> _DA FARE_:
**1.** Secondo il testo sulla storia della mineralogia, in che anno è uscito il "De Re Metallica" di Agricola?
**2.** Per favore, prosegui il testo sulla storia della mineralogia a partire dalla sua ultima frase.

> _ESTRATTO DELLA FONTE_:
---+---
Il più antico uso dei minerali è legato all'arte: pigmenti naturali di colore rosso e nero (ematite e ossido di manganese) erano già utilizzati dagli uomini primitivi per dipingere le grotte. Gli Egizi realizzavano gioielli con malachite, lazurite, berillo.

I più antichi testi sui minerali sono quelli di Teofrasto e di Plinio il Vecchio che nella sua opera "Naturalis Historia" osservava nei cristalli forme geometriche perfette.

Con il "De Re Metallica" (1556) Agricola fonda la Mineralogia vera e propria, parlando delle pratiche minerarie del suo tempo, le tecniche di ricerca e di scavo per l'estrazione dei metalli.

Tra il '600 e il '700 nasce la moderna cristallografia grazie a Stenone, Carangeot, Romè de l'Isle; nel 1801 l'abate Réné Haüy scopre che i minerali sono formati da molecole che riproducono la forma del cristallo, anticipando le scoperte fatte un secolo dopo.

Berzelius, invece, sviluppa i principi della moderna classificazione. Nel XX secolo Max von Laue scopre la struttura dei minerali e gli esperimenti fatti ai raggi X provano per la prima volta che i minerali sono composti da atomi ordinati secondo regole precise.
---+---
> _BLOCCO DATI_:
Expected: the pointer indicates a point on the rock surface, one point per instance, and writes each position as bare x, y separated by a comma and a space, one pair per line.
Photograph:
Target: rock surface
---+---
> _LE RISPOSTE_:
**1.** Nel 1556.

**2.**
Ma cosa sono i minerali? Sono sostanze cristalline che si trovano allo stato naturale. Compongono rocce, montagne, sabbia, il terreno dei nostri giardini. Molti dei prodotti che utilizziamo sono formati da minerali: il dentifricio contiene microcristalli di mica, calcite e fluorite, i detersivi contengono calcite, dolomite, argille e zeoliti. Le gemme sono frammenti grezzi di cristalli, particolarmente trasparenti o colorati, tagliati in modo da esaltare queste caratteristiche.

I minerali sono composti da atomi ordinati con uno schema ben preciso. Quando sviluppano superfici piane e lisce assumono forme regolari (cristalli); dello studio dei cristalli se ne occupa la cristallografia, in origine una branca della mineralogia, poi divenuta a se stante.

L'aspetto esterno di un minerale dipende dalla composizione e dall'ordinamento degli atomi. I cristalli vengono descritti attraverso le forme che identificano l'insieme di tutte le facce che li compongono.

L'abito di un minerale, ovvero la forma che predomina in un cristallo, può aiutare a riconoscerlo. 

Vi sono varie tipologie:

* Aciculare = cristalli con aspetto aghiforme

* Capillare e Filiforme = cristalli flessibili e sottili come capelli

* Laminare = cristalli allungati e appiattiti come lame 

* Tabulare = cristalli piatti ma con spessore evidente e contorno rettangolare o quadrato.

* Dendritico, arborescente, coralloide = cristalli formati da aggregati ramificati 

* Fibroso e raggiato = cristalli riuniti in fibre che formano aggregati divergenti e raggiati

* Globulare, mammellonare e sferoidale = aggregati con aspetto globulare, simili a mammelle.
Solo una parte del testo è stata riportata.